***** TASK DATA

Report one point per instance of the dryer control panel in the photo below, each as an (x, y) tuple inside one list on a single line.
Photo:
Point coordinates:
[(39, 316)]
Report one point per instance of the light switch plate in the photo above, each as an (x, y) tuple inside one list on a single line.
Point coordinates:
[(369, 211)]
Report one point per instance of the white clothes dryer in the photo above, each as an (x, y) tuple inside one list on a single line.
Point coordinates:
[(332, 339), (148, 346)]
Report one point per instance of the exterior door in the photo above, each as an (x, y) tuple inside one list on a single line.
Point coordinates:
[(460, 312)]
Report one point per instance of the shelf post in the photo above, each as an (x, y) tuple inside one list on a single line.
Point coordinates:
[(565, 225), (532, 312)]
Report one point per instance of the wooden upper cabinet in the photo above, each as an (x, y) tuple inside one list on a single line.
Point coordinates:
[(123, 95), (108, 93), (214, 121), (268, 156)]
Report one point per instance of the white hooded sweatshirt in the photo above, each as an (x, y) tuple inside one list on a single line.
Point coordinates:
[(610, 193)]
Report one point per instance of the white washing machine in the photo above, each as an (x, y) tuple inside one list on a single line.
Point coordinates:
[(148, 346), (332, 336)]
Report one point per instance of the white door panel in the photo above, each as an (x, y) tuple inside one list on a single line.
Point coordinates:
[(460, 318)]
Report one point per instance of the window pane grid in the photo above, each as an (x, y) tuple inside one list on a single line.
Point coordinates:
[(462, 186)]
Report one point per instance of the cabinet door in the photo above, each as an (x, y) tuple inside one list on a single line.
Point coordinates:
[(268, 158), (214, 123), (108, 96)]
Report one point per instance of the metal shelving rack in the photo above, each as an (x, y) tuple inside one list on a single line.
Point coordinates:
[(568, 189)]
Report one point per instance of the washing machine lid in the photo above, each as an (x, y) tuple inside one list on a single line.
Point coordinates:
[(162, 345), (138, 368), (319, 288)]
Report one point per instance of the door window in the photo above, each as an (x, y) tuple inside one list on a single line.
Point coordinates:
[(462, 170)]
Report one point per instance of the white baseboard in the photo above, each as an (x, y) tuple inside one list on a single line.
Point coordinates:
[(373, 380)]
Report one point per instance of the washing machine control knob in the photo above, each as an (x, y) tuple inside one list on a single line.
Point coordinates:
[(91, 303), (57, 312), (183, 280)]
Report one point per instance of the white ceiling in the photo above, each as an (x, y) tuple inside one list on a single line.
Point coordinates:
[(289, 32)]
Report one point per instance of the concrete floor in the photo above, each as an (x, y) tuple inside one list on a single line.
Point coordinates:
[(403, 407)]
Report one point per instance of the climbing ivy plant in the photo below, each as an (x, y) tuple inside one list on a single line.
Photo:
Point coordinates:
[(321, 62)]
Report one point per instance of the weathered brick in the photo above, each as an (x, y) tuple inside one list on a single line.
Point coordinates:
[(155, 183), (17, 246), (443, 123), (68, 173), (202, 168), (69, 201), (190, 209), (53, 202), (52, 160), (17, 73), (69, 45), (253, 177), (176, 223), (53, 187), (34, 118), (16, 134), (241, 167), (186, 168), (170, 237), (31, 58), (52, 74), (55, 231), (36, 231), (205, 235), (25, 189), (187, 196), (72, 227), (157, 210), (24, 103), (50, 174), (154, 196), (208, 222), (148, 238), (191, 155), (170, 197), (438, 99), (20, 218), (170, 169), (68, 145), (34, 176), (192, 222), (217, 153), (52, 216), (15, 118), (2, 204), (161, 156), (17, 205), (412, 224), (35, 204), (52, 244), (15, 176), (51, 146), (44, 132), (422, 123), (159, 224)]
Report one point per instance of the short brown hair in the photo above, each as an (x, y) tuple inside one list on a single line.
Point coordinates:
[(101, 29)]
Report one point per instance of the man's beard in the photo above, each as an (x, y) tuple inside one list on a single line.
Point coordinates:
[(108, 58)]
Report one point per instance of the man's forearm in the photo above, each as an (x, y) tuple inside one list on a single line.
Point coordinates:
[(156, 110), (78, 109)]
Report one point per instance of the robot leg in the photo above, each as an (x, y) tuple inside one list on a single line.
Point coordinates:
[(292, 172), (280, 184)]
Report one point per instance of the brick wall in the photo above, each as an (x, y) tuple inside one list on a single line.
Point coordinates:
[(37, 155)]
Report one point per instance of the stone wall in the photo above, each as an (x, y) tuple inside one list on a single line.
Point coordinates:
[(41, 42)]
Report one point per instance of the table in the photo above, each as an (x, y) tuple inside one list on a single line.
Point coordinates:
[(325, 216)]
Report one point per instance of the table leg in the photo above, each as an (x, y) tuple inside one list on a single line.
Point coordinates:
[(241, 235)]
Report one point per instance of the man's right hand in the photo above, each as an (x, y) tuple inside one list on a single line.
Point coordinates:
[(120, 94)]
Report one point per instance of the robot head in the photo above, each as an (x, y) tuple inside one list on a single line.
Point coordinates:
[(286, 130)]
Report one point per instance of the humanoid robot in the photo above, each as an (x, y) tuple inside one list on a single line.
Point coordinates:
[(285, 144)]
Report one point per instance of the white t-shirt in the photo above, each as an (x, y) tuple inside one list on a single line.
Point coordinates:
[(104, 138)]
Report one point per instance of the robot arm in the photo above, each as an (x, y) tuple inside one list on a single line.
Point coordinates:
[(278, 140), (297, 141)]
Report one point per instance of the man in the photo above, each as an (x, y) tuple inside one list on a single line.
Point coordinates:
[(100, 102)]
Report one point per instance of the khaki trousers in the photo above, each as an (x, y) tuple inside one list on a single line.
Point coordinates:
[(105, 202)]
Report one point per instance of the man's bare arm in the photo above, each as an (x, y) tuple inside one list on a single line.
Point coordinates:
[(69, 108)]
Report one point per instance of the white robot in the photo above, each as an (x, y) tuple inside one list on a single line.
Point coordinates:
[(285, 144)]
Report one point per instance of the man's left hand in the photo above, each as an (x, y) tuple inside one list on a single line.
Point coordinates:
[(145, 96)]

**********

Exactly reproduce every line of the data above.

Report one point per instance of the dryer control panel in the photo below, each as an (x, y) tuple inside one list on a single line.
Photo:
Point coordinates:
[(39, 316)]
Report one point per instance of the light switch plate in the photo above, each as an (x, y) tuple inside one list on a single line.
Point coordinates:
[(369, 211)]
Report one point per instance of the white clothes dryer in the photo above, each as an (x, y) tuple inside one list on a single line.
Point coordinates:
[(332, 339), (148, 346)]
Report one point per instance of the exterior door in the photo above, each as an (x, y) tuple inside one list on a single line.
Point coordinates:
[(460, 312)]
Report one point per instance of the shelf post in the photo above, each as an (x, y) tuple inside one list on a single line.
Point coordinates:
[(565, 225), (532, 312)]
Report one point per instance of the wooden upper cabinet in the photo above, each as an (x, y) tuple inside one list on a single line.
Point coordinates:
[(123, 95), (108, 93), (214, 121), (268, 156)]
Report one point per instance of the white hooded sweatshirt in the photo above, each as an (x, y) tuple inside one list on a single line.
Point coordinates:
[(610, 193)]
Report one point per instance of the white washing machine in the photo above, each as an (x, y) tuple inside one list on a single line.
Point coordinates:
[(148, 346), (332, 336)]
Report one point per instance of the white door panel in the photo above, each as an (x, y) tuple inside one list on a single line.
Point coordinates:
[(460, 318)]
Report one point per instance of the window pane grid in the photo above, each as an (x, y) tuple inside one list on a single line.
Point coordinates:
[(462, 186)]
Report one point per instance of the cabinet door in the photo above, each as an (x, y) tuple inside one list on a single line.
Point coordinates:
[(268, 158), (214, 123), (108, 96)]
Report one point per instance of the metal shelving rack in the photo above, each as an (x, y) tuple inside one list on a single line.
Point coordinates:
[(568, 189)]
Report one point per instance of the washing machine lid in the photo above, each as an (x, y) tuple inside one list on a single line.
Point coordinates:
[(162, 345), (138, 368), (319, 288)]
Report one point per instance of the door window in the photo above, each as an (x, y) tuple inside one list on a single line.
Point coordinates:
[(462, 170)]
Report one point per instance of the white baseboard in the photo above, each as an (x, y) tuple inside one list on a single line.
Point coordinates:
[(373, 380)]
Report one point per instance of the washing machine control knob in the photo above, each as an (x, y) tuple inside one list on a single line.
Point coordinates:
[(91, 303), (57, 312), (183, 280)]
Report one point per instance of the white ceiling in the photo above, each as an (x, y) tuple inside one list on a single line.
Point coordinates:
[(289, 32)]
Report one point per instance of the concrete floor in the photo above, each as an (x, y) tuple inside one list on a single line.
Point coordinates:
[(403, 407)]
Report one point per instance of the climbing ivy plant in the photo below, each as an (x, y) tuple inside one list on a single line.
Photo:
Point coordinates:
[(321, 62)]
Report one point per instance of the weathered brick in the photo above, each as an (x, y) tuple inside one list on a single line.
Point coordinates:
[(155, 183), (17, 246), (443, 123), (68, 173), (202, 168), (69, 201), (190, 209), (53, 202), (52, 160), (17, 73), (69, 45), (253, 177), (176, 223), (53, 187), (34, 118), (16, 134), (241, 167), (186, 168), (170, 237), (31, 58), (52, 74), (55, 231), (36, 231), (205, 235), (25, 189), (187, 196), (72, 227), (157, 210), (24, 103), (50, 174), (154, 196), (208, 222), (148, 238), (191, 155), (170, 197), (438, 99), (20, 218), (170, 169), (68, 145), (34, 176), (192, 222), (217, 153), (52, 216), (15, 118), (2, 204), (161, 156), (17, 205), (412, 224), (35, 204), (52, 244), (15, 176), (51, 146), (44, 132), (422, 123), (159, 224)]
Report one point per instance of the short brown hair in the photo above, each as an (x, y) tuple inside one list on a single line.
Point coordinates:
[(101, 29)]
Report one point per instance of the man's beard in the photo above, each as an (x, y) tuple inside one list on a single line.
Point coordinates:
[(108, 58)]
Report one point per instance of the man's forearm in the photo above, each as an (x, y) tuple inside one list on a single line.
Point coordinates:
[(156, 110), (78, 109)]
Report one point per instance of the robot leg in the photo above, each as an (x, y) tuple inside one list on a single line.
Point coordinates:
[(292, 172), (280, 184)]
Report one point per instance of the brick wall in the photo above, each as an (x, y) tuple inside one list on a single line.
Point coordinates:
[(37, 155)]
Report one point per instance of the stone wall in the photo above, each as an (x, y) tuple inside one list on a single line.
Point coordinates:
[(41, 42)]
Report one point per instance of the table in the photo above, each as an (x, y) tuple inside one list on a single line.
Point coordinates:
[(325, 216)]
Report one point per instance of the table leg in the photo above, each as an (x, y) tuple inside one list on a single line.
Point coordinates:
[(241, 235)]
Report one point per instance of the man's right hand in the photo above, each as an (x, y) tuple inside one list on a single line.
Point coordinates:
[(120, 94)]
Report one point per instance of the robot head in the photo above, each as an (x, y) tuple inside one list on a single line.
Point coordinates:
[(286, 130)]
Report one point per instance of the humanoid robot in the photo above, each as an (x, y) tuple inside one list on a single line.
Point coordinates:
[(285, 144)]
Report one point per instance of the white t-shirt in the photo above, each as an (x, y) tuple inside one list on a single line.
Point coordinates:
[(104, 138)]
Report one point per instance of the robot arm in the photo above, each as an (x, y) tuple inside one list on a single line.
Point coordinates:
[(278, 140), (297, 141)]
Report one point per instance of the man in the photo above, each as an (x, y) tuple inside one list on a single line.
Point coordinates:
[(100, 102)]
Report one point per instance of the khaki trousers in the photo above, each as an (x, y) tuple inside one list on a single line.
Point coordinates:
[(105, 202)]
Report one point per instance of the man's bare arm in the photo above, each as an (x, y) tuple inside one list on a single line.
Point coordinates:
[(69, 108)]
Report one point per instance of the white robot in the photo above, each as an (x, y) tuple inside one list on a single line.
Point coordinates:
[(285, 144)]
Report one point per instance of the man's left hand in the photo above, each as an (x, y) tuple inside one list on a single line.
Point coordinates:
[(145, 96)]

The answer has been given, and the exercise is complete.